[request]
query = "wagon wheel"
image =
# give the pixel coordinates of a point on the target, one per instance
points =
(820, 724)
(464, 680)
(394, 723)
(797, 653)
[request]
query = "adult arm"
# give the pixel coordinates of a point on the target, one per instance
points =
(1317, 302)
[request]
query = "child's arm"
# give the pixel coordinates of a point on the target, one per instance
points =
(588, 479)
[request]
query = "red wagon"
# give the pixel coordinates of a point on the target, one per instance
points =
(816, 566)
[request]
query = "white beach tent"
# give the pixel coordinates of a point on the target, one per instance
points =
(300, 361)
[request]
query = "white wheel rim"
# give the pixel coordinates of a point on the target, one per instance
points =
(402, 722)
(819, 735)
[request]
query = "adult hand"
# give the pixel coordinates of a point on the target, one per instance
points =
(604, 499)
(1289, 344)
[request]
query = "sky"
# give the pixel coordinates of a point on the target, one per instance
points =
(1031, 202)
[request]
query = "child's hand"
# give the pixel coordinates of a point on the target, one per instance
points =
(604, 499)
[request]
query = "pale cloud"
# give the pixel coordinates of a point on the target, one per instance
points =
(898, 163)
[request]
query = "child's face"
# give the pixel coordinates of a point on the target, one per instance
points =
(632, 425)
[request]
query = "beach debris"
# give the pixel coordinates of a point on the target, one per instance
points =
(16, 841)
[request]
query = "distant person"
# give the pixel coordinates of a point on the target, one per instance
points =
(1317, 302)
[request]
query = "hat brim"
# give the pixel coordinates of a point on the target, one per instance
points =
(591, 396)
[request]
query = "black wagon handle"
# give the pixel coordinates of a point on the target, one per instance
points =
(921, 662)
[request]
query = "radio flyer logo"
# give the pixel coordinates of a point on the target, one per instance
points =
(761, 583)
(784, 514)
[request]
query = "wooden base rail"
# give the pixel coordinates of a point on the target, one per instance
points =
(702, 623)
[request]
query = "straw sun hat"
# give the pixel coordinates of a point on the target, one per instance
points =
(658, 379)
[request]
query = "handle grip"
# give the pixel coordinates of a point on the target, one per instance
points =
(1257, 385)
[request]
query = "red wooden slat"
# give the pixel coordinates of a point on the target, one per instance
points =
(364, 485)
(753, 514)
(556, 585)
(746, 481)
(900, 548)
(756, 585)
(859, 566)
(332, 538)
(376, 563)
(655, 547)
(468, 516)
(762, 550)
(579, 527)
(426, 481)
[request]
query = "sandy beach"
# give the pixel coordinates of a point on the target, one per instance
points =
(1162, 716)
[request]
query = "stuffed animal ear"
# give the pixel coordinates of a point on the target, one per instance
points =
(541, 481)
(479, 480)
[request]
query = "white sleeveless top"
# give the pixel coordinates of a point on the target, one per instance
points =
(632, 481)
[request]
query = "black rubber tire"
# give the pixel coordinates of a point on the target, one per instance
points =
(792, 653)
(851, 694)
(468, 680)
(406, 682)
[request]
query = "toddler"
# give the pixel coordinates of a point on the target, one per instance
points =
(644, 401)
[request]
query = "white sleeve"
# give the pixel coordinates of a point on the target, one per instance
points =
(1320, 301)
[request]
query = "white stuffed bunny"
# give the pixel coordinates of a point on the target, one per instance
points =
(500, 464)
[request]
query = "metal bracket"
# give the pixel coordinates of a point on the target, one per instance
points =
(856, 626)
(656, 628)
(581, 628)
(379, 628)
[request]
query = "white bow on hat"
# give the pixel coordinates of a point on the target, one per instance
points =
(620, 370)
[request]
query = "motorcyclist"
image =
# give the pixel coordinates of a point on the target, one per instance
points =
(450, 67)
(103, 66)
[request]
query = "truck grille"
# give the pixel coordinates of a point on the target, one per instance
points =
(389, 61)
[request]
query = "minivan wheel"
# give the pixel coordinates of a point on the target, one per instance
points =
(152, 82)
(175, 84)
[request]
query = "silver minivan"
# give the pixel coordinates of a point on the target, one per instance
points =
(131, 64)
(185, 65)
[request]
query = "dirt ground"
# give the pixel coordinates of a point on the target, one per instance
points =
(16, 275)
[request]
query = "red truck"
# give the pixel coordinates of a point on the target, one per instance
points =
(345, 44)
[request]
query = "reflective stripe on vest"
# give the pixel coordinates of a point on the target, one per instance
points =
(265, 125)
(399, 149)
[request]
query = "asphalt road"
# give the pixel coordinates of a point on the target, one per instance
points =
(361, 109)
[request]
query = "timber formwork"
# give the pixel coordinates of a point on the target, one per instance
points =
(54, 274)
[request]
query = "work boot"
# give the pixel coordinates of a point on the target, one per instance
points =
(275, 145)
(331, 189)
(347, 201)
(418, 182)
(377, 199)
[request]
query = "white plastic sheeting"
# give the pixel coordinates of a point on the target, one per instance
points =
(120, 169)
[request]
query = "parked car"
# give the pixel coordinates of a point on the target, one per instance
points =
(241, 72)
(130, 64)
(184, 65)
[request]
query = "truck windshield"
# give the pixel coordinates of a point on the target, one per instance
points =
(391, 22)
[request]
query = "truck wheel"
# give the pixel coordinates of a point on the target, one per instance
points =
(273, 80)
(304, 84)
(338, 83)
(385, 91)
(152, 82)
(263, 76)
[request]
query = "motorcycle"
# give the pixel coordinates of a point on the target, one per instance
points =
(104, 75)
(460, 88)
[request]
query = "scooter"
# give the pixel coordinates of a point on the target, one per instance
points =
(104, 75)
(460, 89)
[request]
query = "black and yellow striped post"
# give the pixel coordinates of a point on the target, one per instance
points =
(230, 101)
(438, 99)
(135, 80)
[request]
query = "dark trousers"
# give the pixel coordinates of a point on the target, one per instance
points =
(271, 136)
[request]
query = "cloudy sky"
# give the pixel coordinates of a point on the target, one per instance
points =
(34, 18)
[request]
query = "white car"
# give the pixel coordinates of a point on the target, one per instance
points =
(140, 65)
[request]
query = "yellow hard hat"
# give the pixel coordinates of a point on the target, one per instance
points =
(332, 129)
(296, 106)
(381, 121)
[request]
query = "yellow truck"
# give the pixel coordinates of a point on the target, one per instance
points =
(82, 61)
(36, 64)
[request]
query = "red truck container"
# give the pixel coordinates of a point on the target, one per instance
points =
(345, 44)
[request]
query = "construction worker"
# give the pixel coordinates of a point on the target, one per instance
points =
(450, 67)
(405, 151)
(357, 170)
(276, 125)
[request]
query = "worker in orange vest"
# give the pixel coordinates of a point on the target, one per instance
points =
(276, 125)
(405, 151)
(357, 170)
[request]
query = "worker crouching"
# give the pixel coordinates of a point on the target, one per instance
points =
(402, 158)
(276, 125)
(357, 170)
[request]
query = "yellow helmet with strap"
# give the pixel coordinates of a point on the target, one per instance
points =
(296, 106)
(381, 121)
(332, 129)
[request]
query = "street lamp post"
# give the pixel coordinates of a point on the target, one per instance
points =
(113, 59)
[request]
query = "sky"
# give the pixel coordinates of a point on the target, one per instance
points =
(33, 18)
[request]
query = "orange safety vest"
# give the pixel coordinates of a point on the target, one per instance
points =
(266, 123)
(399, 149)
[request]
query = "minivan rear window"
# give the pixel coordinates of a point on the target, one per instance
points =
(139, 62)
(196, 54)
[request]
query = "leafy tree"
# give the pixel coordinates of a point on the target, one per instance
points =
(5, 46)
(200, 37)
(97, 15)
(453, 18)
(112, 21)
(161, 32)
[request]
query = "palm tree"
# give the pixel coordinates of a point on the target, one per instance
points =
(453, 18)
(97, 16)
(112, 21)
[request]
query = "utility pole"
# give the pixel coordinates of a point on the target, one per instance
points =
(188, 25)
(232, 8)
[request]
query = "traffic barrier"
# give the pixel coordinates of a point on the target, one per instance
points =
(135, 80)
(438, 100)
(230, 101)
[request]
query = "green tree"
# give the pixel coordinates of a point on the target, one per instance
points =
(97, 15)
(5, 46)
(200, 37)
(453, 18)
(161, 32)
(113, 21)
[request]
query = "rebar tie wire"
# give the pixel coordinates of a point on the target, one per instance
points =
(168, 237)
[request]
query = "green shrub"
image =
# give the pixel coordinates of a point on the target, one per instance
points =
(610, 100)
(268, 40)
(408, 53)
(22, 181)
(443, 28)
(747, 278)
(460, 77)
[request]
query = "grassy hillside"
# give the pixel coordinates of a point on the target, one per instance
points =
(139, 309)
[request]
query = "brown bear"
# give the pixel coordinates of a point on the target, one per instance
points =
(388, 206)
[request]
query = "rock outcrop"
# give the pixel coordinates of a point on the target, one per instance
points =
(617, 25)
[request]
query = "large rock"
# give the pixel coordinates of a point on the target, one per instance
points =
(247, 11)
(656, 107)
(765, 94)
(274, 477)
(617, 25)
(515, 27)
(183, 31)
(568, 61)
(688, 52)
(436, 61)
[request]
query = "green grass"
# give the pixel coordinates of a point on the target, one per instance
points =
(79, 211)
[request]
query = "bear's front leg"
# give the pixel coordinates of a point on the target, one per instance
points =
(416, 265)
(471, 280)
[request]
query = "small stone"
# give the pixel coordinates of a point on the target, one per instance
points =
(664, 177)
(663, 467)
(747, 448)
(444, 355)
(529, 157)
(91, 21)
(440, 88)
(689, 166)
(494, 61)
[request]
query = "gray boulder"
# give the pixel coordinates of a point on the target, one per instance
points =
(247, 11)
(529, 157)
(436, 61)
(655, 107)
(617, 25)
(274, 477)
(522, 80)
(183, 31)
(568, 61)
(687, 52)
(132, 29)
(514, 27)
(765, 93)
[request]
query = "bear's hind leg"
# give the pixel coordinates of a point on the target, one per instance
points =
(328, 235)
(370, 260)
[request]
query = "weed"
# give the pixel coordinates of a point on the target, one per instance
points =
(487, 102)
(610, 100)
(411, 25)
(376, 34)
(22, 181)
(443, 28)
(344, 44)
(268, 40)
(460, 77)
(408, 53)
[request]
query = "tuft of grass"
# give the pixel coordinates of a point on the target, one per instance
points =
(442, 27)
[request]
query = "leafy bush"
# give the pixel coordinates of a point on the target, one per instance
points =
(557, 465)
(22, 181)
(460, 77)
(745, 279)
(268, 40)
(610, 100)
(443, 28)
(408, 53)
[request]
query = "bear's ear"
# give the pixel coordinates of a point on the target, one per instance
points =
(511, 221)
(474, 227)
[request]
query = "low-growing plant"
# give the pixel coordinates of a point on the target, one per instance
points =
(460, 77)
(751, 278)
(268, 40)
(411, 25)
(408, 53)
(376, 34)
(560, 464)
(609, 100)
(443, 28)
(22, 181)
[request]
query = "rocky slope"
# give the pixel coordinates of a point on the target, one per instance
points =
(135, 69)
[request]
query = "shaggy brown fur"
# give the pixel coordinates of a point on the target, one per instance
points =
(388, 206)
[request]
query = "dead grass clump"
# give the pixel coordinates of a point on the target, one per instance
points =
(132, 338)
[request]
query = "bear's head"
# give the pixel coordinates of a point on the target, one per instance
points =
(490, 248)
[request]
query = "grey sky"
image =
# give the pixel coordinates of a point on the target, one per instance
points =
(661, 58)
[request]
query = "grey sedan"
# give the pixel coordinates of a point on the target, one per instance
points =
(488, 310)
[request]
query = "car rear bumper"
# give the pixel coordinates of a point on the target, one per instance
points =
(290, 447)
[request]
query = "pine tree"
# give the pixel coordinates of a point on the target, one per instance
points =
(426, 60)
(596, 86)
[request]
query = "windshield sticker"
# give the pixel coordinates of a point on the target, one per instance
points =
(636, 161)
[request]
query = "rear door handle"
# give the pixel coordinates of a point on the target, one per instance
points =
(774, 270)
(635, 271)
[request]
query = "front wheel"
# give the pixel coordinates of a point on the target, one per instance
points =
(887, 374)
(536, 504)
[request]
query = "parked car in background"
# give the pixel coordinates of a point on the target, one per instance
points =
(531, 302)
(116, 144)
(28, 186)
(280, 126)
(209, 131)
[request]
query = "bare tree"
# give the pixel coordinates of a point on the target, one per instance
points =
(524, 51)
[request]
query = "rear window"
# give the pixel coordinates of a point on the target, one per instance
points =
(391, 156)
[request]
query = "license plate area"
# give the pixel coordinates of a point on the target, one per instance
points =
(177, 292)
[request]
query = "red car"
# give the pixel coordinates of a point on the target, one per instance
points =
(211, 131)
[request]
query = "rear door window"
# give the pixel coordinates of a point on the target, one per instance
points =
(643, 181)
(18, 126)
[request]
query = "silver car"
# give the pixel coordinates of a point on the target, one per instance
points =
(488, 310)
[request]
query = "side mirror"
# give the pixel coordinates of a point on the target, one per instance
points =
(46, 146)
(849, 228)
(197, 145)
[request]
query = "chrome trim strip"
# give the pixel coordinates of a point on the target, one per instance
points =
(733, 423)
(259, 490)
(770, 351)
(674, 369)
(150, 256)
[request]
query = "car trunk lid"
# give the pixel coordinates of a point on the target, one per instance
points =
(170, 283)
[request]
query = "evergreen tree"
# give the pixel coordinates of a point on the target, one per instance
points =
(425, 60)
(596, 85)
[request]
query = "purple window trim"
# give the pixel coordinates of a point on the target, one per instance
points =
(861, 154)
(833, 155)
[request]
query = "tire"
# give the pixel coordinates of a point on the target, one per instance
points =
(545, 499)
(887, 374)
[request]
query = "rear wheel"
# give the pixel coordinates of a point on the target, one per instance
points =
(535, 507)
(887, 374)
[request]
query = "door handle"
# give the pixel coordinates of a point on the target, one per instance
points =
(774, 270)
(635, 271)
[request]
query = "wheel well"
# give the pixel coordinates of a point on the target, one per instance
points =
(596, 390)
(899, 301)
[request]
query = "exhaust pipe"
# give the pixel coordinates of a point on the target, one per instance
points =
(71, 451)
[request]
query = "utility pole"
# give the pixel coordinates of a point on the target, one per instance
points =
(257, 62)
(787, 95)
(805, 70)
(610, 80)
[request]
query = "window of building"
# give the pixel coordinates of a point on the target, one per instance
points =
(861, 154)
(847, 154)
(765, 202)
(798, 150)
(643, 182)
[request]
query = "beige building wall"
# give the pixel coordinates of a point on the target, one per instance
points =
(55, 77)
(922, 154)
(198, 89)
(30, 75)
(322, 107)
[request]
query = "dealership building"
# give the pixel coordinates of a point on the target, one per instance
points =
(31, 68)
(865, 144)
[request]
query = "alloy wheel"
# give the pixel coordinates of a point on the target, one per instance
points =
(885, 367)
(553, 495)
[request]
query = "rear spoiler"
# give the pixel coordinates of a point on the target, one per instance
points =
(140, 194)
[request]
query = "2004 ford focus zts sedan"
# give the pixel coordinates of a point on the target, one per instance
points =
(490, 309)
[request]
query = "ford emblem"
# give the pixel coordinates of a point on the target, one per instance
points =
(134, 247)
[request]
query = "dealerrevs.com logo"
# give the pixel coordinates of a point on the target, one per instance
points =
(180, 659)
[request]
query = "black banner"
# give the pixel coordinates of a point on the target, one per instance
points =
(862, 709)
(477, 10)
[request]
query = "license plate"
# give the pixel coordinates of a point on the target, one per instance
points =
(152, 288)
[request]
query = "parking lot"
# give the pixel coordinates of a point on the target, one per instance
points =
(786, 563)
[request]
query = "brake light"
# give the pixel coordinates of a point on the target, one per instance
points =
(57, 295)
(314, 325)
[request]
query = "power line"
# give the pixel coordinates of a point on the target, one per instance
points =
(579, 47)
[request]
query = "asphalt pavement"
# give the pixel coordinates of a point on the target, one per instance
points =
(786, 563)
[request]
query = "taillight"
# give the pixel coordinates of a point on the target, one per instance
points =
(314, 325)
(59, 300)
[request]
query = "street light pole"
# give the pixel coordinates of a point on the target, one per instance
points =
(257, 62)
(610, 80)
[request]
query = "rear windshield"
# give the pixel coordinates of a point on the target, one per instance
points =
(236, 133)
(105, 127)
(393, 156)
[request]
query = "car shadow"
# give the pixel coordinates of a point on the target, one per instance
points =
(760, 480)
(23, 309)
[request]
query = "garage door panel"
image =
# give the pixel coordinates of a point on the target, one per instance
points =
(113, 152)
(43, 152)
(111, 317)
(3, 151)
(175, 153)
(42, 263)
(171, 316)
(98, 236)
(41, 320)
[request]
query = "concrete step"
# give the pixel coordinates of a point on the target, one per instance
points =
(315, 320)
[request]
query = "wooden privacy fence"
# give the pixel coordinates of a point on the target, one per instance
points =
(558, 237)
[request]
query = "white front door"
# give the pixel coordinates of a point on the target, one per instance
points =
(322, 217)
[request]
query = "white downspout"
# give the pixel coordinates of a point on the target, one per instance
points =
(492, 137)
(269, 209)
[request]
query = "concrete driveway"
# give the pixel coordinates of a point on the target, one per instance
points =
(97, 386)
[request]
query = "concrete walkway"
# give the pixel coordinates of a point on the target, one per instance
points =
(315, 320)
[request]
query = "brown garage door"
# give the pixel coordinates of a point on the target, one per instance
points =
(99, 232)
━━━━━━━━━━━━━━━━
Task to complete → Show in full every line of the entries above that contains the word "ford".

Correct output →
query = "2004 ford focus zts sedan"
query = "ford emblem"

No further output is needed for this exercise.